#### Yapılacak iş:
Aşağıdaki kayıtların hepsini tek harfini bile değiştirmeden olduğu gibi tekrar yazın.

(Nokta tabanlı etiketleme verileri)
____
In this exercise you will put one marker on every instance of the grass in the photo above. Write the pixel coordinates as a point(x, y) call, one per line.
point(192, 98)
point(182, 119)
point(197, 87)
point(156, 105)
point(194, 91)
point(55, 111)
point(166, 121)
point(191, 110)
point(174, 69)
____
#### Çözüm aşağıda:
In this exercise you will put one marker on every instance of the grass in the photo above. Write the pixel coordinates as a point(x, y) call, one per line.
point(192, 98)
point(182, 119)
point(197, 87)
point(156, 105)
point(194, 91)
point(55, 111)
point(166, 121)
point(191, 110)
point(174, 69)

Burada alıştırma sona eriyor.